• [Task item] Skip the images and repeat every entry word for word.

• [Source data]
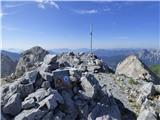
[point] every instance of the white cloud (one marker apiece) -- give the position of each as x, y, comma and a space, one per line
91, 11
7, 28
43, 3
2, 14
107, 9
12, 5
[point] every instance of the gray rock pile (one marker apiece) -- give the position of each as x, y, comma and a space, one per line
30, 59
134, 68
149, 100
58, 88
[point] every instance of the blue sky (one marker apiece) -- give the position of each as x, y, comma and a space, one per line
66, 24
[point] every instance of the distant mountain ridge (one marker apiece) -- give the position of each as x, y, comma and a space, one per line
110, 56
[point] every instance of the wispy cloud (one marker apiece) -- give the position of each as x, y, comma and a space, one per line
2, 14
89, 11
7, 28
12, 5
107, 9
43, 3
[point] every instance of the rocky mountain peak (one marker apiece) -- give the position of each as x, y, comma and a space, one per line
79, 86
60, 87
135, 68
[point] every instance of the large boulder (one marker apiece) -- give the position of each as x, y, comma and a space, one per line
31, 114
147, 115
13, 106
134, 68
30, 59
146, 91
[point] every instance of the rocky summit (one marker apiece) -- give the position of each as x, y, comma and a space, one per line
78, 86
136, 69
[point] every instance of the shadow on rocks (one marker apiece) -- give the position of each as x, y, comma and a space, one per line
126, 114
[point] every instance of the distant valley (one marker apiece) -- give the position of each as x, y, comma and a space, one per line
110, 56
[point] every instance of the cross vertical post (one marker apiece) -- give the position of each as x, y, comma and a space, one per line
91, 33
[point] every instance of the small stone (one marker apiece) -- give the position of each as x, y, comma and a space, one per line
45, 84
27, 104
13, 106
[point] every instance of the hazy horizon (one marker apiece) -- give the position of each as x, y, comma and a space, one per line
58, 25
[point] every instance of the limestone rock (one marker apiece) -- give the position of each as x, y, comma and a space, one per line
49, 101
39, 94
147, 115
31, 114
13, 106
146, 91
27, 104
134, 68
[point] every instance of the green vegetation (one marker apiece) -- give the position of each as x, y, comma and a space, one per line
156, 69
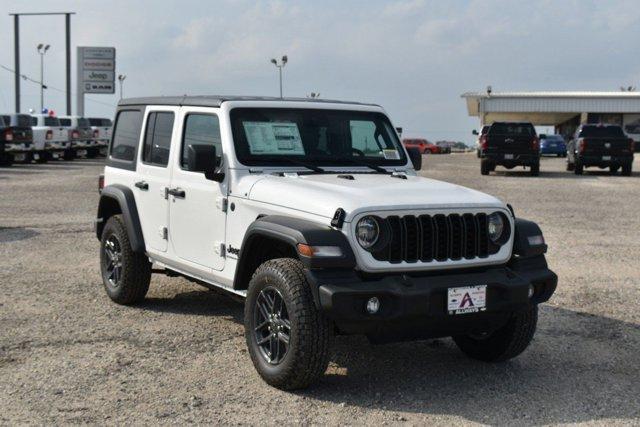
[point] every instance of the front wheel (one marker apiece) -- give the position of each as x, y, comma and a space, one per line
287, 336
505, 343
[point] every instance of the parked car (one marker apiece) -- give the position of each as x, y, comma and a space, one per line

• [Answer space]
[point] every instance of the white cloud (one marker apiece) -- give the position of each as x, y, comma and a space, one per line
91, 11
7, 28
43, 3
2, 14
107, 9
12, 5
[point] every instance of the gray rock pile (one marker apiece) -- give the position of each as x, y, comma and a space, one per line
30, 59
134, 68
149, 100
58, 88
[point] every instance of the blue sky (one marker apiece) -- give the position of each as x, y, comma and a space, one per line
66, 24
[point] every instance of the distant mountain ridge (one marker apiece) -- give the position of each as x, y, comma and a space, one per line
110, 56
[point] every instance of the wispy cloud (one marker apiece) -- give the position of each as x, y, comma and a space, one per line
2, 14
89, 11
7, 28
12, 5
107, 9
43, 3
[point] every instance of the rocky mountain peak (one marker apiece) -- give the position of each as x, y, comma and a space, one per line
79, 86
60, 87
135, 68
[point] every instance of the large boulder (one marker apiece) -- give the position of each as x, y, comma and a space, one per line
31, 114
147, 115
13, 106
134, 68
30, 59
146, 91
[point] every instance of the rocky summit (one marker apiece) -- give the position of each as x, y, comma and a space, one per line
78, 86
136, 69
[point] every instance of the shadow on rocks (one marker apiece) -- give the position of each as x, y, comma and a space, one per line
126, 114
[point] every instance of the distant valley (one marker apiece) -- give the position of each as x, y, comma and a space, one per line
110, 56
[point] every instance of the cross vertical post (one marker apiece) -- give the position of each as x, y, comma and a space, one per line
91, 33
[point] every instance of the small stone (one marker apiece) -- give the position of each as x, y, comma and a space, one per line
45, 84
27, 104
13, 106
[point] every instance of the hazy horizon (one marker apiece) -- give the position of each as x, y, comma and a space, one per line
58, 25
[point] every instance of the limestone rock (one marker apiece) -- give the position of each as x, y, comma and a space, one per line
49, 101
39, 94
147, 115
31, 114
13, 106
146, 91
27, 104
134, 68
[point] every instance of the green vegetation (one marker apiece) -- give the position of each as x, y, comma and a space, one per line
156, 69
[point] every instance of the front wheel (one marker apiece) -- give the position of each as x, y, comma and a space, one per line
287, 336
505, 343
[point] every instance of the parked car (one marker apiece) -- give the position of each as x, y, comma and a space, one per line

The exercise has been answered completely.